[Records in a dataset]
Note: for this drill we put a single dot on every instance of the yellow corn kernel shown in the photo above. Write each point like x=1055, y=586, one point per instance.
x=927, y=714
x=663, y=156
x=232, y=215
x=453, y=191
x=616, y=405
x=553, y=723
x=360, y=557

■ EXERCISE: Rewrite the rows with "corn kernel" changed to "maize kernel", keeping everything else the same.

■ ANSWER FOR THIS EXERCISE:
Note: for this drill we put a single dot on every instance of the yellow maize kernel shown in the photo above. Write each point like x=1055, y=586, one point per instance.
x=927, y=714
x=663, y=156
x=232, y=215
x=453, y=191
x=616, y=405
x=553, y=723
x=360, y=557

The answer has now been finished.